Document:
102 Ordinary Income Track Grant” means a 102 Trustee Grant qualifying for the ordinary income tax treatment under the 102 Ordinary Income Track.

102 Trustee Grant” means an award of Options or Stock Purchase Rights granted pursuant to Section 102(b) of the ITO and held in trust by a Trustee for the benefit of the Optionee, and includes both 102 Capital Gains Track Grants and 102 Ordinary Income Track Grants.

Affiliate” means any “employing company” within the meaning of Section 102(a) of the ITO.

Controlling Shareholder” as defined under Section 32(9) of the Ordinance, means an employee who prior to the grant or as a result of the exercise of any Option, holds or would hold, directly or indirectly, in his name or with a relative (as defined in the Ordinance) (i) 10% of the outstanding shares of the Company, (ii) 10% of the voting power of the Company, (iii) the right to hold or purchase 10% of the outstanding equity or voting power, (iv) the right to obtain 10% of the “profit” of the Company (as defined in the Ordinance), or (v) the right to appoint a director of the Company.

To be done:
1 > List every term that the plan definitions define.
2 > Please write the text that follows the Controlling Shareholder entry in the plan definitions.

Material:
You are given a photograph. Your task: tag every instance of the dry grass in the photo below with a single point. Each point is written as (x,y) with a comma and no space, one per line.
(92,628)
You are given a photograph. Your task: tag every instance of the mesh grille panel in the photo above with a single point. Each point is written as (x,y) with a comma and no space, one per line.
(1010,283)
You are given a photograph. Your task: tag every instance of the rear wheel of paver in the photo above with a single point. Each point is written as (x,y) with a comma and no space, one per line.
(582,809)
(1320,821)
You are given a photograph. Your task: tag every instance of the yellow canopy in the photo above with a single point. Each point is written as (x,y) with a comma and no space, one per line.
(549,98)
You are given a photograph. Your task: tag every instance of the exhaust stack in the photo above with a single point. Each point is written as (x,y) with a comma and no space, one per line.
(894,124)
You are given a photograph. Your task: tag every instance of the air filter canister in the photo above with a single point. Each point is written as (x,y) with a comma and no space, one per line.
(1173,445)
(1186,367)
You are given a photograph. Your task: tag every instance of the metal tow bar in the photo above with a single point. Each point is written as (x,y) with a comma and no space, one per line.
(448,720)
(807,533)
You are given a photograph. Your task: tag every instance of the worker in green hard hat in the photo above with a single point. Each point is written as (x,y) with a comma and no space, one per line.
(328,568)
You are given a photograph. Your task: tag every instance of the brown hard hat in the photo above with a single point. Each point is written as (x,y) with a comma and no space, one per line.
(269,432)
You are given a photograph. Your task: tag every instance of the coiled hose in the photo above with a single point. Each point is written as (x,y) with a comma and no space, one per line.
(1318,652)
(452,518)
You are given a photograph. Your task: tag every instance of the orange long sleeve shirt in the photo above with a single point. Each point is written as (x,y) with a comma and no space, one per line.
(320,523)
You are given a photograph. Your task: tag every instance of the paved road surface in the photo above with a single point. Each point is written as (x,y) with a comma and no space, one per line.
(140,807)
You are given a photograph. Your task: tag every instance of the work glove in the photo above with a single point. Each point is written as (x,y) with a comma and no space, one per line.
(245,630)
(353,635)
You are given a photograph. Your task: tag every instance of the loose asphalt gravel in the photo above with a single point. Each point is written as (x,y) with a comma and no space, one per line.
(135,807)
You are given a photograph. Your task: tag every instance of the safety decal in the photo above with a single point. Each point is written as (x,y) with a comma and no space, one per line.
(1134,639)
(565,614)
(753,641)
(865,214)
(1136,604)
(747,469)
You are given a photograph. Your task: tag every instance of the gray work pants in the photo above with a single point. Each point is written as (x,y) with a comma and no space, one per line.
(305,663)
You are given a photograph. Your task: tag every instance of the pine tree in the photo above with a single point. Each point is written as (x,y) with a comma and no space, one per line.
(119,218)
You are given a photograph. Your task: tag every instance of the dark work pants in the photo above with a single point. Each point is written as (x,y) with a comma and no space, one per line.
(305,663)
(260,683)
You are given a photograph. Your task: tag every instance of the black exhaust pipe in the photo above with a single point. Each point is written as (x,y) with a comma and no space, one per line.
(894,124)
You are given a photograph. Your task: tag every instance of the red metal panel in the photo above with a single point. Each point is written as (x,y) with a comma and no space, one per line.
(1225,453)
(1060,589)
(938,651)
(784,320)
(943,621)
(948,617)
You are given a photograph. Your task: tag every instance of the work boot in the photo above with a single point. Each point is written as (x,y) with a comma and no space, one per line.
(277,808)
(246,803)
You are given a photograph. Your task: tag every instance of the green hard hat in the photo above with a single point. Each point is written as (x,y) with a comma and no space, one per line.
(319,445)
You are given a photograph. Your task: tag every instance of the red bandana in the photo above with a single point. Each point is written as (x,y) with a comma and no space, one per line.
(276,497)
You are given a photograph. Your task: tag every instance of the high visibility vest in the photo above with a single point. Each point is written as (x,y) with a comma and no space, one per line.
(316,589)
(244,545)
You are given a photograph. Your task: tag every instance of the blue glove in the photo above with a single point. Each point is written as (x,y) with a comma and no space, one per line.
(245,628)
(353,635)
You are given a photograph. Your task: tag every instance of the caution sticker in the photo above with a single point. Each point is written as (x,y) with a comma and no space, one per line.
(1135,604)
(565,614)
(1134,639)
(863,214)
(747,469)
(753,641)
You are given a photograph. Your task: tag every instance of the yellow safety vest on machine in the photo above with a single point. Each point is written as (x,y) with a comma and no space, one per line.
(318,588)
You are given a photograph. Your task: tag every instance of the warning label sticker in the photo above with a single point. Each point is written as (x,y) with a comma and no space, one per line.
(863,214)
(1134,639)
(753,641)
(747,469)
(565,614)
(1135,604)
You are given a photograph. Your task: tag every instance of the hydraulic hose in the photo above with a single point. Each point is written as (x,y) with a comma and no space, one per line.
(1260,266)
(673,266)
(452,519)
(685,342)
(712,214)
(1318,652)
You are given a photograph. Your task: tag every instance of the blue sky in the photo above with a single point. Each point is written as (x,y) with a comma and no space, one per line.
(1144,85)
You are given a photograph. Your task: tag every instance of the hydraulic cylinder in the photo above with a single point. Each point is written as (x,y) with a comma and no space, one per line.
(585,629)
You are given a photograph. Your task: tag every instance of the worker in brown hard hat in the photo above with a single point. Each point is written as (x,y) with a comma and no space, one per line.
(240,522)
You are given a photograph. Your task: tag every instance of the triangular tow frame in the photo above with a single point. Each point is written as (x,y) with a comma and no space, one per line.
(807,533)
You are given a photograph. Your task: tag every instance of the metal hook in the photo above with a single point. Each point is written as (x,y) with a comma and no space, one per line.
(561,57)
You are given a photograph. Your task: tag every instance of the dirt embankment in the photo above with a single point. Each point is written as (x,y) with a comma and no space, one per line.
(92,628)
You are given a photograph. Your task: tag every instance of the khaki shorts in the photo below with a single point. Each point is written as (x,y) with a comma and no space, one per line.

Responses in order:
1 >
102 Ordinary Income Track Grant
102 Trustee Grant
Affiliate
Controlling Shareholder

2 >
Election” means the Company’s choice of the type (as between capital gains track or ordinary income track) of 102 Trustee Grants it will make under the Plan, as filed with the ITA.

Eligible 102 Optionee” means a person who is employed by the Company or its Affiliates, including an individual who is serving as a director or an office holder, who is not a Controlling Shareholder.

Fair Market Value” shall mean with respect to 102 Capital Gains Track Grants only, for the sole purpose of determining tax liability pursuant to Section 102(b)(3) of the ITO, if at the date of grant the Company’s shares are listed on any established stock exchange or a national market system or if the Company’s shares will be registered for trading within ninety (90) days following the date of grant, the fair market value of the Shares at the date of grant shall be determined in accordancewith the average value of the Company’s shares on the thirty (30) trading days preceding the date of grant or on the thirty (30) trading days following the date of registration for trading, as the case may be.

ITA” means the Israeli Tax Authorities.

ITO” means the Israeli Income Tax Ordinance (New Version) 1961 and the rules, regulations, orders or procedures promulgated thereunder and any amendments thereto, including specifically the Rules, all as may be amended from time to time.

Non-Trustee Grant” means an Award granted to an Eligible 102 Optionee pursuant to Section 102(c) of the ITO and not held in trust by a Trustee.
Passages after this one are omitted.